**PASSAGE TO READ**
▼▼▼
Kolamba Sanniya (Colombo Mania) is a 1976 Sinhalese language comedy film directed by Manik Sandrasagara that follows the lives of middle and upper-class people in rural and urban Sri Lanka. The film stars Geetha Kumarasinghe, Joe Abeywickrema and Denewake Hamine.

Synopsis
Andare, (Joe Abeywickrema) a rustic villager finds a valuable gem when he goes behind a bush to perform his morning ablutions. (no toilets in the village) He sells the gem and buys a house in Colombo. The whole family, Andare's elder sister (Denawaka Hamine), brother Jakolis (Eddie Jayamanne), son (Freddie Silva) and daughter (Geetha Kumarasinghe) try their best to get adjusted to the life of Colombo 7 - Cinnamon Gardens and as they find eventually, it is not an easy task.
▲▲▲
**EXERCISE TASKS**
- a) Repeat word for word the stretch of the Kolamba Sanniya description from "Kolamba Sanniya (Colombo" through "and Denewake Hamine.".
- b) According to the Kolamba Sanniya description, why does Andare go behind a bush for his morning ablutions?
- c) Name every relative of Andare whom the Kolamba Sanniya description lists as trying to adjust to life in Colombo 7.

**DATA EXTRACT**
▼▼▼
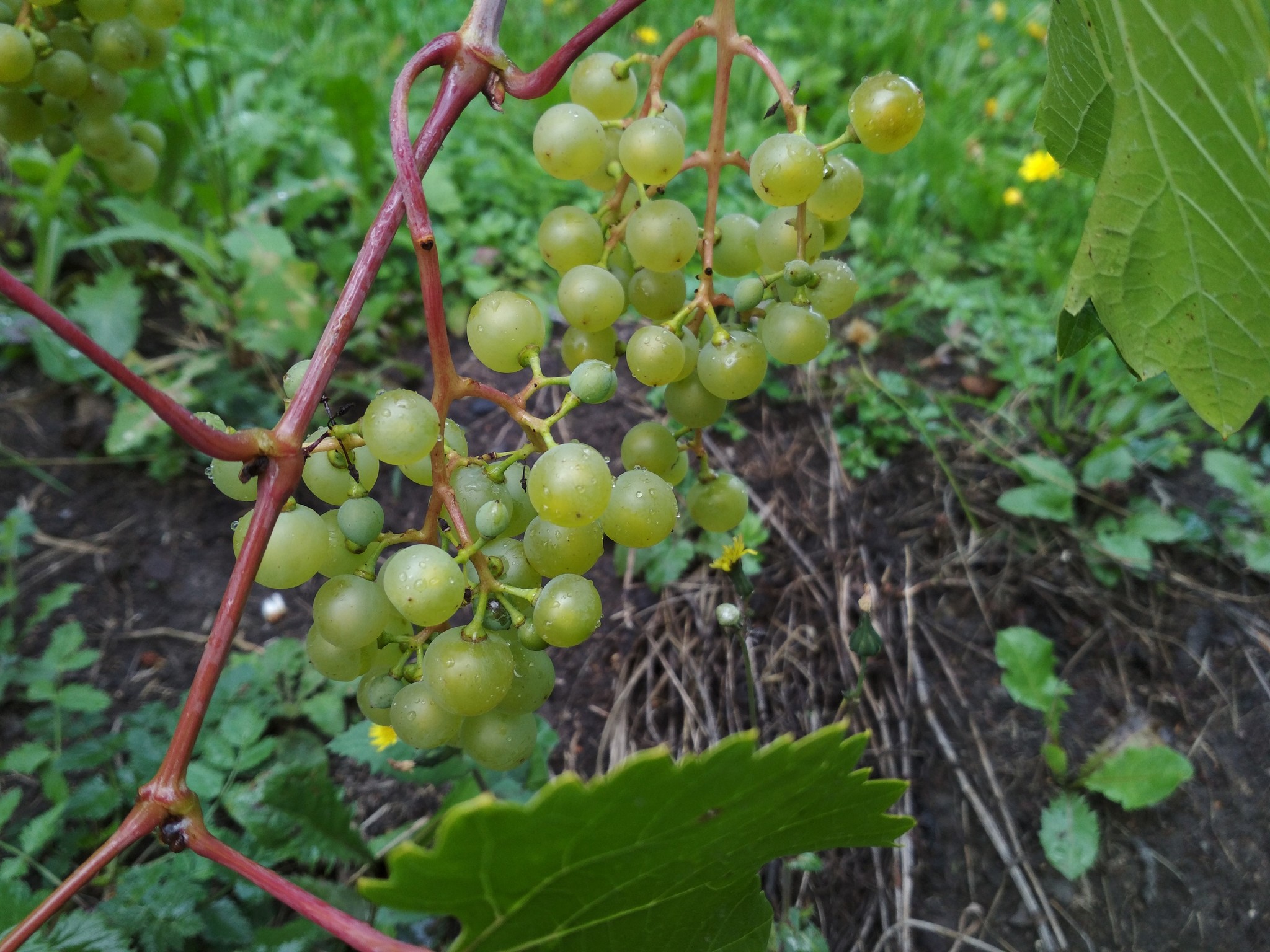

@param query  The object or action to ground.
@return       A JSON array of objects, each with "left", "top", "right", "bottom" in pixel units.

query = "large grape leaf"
▲▲▲
**RESPONSES TO THE TASKS**
- a)
Kolamba Sanniya (Colombo Mania) is a 1976 Sinhalese language comedy film directed by Manik Sandrasagara that follows the lives of middle and upper-class people in rural and urban Sri Lanka. The film stars Geetha Kumarasinghe, Joe Abeywickrema and Denewake Hamine.

- b) He goes behind a bush because there are no toilets in the village. That is where he finds the valuable gem.

- c)
- His elder sister
- His brother Jakolis
- His son
- His daughter